** begin **

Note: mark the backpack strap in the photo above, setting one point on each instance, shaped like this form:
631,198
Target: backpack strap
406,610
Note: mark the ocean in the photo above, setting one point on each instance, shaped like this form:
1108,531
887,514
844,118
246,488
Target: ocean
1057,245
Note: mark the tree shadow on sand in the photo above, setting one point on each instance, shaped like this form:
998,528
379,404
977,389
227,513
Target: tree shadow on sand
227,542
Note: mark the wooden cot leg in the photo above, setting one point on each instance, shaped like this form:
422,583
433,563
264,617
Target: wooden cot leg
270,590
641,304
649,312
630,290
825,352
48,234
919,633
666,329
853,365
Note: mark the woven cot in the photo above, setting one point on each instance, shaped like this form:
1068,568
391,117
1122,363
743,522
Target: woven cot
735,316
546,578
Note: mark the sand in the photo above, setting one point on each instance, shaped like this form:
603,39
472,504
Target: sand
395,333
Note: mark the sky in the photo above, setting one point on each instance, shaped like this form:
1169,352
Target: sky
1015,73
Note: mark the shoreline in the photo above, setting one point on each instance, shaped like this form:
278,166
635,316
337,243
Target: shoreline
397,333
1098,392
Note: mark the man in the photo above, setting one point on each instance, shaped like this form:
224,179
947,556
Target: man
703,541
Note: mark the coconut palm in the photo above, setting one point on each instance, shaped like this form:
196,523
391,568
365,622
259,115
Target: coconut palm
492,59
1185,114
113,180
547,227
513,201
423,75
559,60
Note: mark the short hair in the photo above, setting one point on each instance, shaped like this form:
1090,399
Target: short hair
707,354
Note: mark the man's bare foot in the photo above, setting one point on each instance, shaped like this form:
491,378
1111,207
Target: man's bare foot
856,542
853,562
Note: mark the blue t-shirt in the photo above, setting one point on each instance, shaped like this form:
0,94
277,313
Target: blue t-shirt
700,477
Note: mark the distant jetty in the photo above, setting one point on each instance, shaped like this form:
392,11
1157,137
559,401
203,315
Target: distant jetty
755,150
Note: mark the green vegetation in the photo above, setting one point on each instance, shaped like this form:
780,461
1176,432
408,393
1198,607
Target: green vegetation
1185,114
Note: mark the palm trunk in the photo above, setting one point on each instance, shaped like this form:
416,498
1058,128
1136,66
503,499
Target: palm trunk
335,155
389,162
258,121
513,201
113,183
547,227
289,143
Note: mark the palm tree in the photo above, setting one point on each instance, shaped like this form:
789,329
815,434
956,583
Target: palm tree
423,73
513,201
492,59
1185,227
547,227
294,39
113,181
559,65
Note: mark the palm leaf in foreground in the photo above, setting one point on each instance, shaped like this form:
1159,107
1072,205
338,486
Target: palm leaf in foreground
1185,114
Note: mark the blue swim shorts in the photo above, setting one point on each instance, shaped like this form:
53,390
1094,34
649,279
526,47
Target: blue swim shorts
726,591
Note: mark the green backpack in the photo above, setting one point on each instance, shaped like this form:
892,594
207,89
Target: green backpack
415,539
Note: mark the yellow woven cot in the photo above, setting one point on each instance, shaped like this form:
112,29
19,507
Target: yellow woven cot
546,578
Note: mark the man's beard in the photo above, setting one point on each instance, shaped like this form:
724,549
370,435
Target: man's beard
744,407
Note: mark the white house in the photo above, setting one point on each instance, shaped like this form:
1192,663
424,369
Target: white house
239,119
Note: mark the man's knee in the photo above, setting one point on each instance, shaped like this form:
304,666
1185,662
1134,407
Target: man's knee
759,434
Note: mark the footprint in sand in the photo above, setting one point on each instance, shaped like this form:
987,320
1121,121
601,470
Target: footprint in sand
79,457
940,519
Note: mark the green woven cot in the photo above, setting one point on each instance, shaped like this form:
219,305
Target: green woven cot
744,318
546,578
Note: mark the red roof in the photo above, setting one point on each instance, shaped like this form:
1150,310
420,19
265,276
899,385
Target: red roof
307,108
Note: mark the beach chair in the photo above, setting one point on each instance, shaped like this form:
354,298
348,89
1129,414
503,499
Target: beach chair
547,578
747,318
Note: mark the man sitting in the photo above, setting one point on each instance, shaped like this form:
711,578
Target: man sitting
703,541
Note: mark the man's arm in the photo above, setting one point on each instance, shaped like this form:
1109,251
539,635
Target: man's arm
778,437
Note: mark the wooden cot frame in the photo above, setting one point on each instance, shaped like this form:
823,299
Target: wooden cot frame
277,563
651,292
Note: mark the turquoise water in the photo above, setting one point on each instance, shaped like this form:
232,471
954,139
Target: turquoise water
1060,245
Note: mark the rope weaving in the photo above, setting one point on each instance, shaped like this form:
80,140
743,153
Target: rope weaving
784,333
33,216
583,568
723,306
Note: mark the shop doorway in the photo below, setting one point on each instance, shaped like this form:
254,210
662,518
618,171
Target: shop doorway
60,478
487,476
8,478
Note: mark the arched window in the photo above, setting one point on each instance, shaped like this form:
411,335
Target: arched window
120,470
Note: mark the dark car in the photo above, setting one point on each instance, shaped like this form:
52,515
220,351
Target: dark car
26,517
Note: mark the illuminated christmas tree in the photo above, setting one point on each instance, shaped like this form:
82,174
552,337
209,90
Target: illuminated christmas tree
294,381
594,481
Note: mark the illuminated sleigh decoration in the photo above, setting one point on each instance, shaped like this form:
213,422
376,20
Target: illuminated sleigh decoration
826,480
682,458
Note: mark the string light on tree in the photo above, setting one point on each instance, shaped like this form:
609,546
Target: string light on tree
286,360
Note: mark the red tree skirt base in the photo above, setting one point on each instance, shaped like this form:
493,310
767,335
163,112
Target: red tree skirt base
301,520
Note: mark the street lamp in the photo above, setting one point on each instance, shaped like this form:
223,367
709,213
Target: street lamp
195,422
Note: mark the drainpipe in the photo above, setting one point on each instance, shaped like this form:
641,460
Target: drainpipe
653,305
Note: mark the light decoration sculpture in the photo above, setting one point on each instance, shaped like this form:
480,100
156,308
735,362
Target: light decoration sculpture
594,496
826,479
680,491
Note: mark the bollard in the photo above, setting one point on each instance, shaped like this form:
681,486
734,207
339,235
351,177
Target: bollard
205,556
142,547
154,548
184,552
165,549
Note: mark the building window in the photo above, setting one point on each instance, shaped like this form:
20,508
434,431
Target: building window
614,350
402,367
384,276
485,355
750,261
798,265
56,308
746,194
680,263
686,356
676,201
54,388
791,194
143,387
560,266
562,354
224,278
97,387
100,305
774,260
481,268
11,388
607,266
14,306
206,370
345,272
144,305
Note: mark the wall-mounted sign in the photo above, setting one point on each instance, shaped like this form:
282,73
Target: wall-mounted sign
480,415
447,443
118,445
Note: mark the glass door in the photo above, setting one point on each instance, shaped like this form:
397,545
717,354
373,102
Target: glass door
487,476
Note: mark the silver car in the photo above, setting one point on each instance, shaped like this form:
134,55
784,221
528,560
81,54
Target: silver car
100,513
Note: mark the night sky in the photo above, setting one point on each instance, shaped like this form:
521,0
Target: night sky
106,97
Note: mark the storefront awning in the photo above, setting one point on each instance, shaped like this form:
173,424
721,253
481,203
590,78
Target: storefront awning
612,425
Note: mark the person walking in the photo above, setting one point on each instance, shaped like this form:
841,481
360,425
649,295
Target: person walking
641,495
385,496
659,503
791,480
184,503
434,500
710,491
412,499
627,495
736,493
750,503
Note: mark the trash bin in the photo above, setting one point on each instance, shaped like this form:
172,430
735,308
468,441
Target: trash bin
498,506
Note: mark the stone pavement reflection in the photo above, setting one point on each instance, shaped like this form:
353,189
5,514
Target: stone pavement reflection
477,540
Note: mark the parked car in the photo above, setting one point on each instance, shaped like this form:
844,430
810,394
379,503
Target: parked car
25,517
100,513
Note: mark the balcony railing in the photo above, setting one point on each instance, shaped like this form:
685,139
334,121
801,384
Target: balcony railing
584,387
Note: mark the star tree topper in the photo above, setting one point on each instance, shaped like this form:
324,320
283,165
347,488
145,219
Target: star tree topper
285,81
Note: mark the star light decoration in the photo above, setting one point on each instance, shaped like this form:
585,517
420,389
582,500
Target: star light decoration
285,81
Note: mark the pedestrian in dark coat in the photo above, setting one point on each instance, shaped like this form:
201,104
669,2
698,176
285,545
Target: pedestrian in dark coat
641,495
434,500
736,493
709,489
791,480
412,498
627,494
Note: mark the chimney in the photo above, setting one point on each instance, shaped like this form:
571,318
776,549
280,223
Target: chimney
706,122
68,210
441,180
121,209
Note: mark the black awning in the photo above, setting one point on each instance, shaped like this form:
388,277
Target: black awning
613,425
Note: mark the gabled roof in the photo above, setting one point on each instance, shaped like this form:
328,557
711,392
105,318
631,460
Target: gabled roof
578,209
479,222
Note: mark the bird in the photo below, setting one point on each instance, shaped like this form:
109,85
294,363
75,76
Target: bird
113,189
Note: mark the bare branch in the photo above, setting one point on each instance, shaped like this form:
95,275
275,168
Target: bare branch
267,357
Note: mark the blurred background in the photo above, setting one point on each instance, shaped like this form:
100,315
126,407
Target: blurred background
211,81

** end **

* GIVEN REQUEST:
In the listing above, find the line with "Note: mark the pedestrian" and set down that line and all after it exactly, through the final line.

* WRITTEN ANSWER:
Note: mark the pedestrian in dark coat in the photo above, setting one point on each instance, shaped like this form:
201,104
669,2
698,176
285,545
Target: pedestrian in dark coat
641,495
434,500
736,493
709,489
791,480
412,498
627,494
Note: mark the chimney in the photo above, setting one point on each instance, shaped like this form:
571,318
776,549
280,223
Target: chimney
706,122
68,210
441,180
121,209
Note: mark the black awning in the photo above, setting one point on each instance, shaped like this form:
388,277
Target: black awning
613,425
Note: mark the gabled roof in the photo above, setting one point on each instance, shaped like this form:
328,557
711,392
105,318
631,460
Target: gabled roof
578,209
479,222
Note: mark the bird in the photo below, setting one point on each instance, shaped like this form:
109,85
294,363
75,76
Target: bird
113,189
Note: mark the bare branch in the photo above, setting one point on each instance, shaped like this form:
95,275
275,168
Target: bare branch
267,357
Note: mark the blurred background in the photo above, setting one point on each instance, shaped like this form:
100,315
126,407
Target: blurred background
211,81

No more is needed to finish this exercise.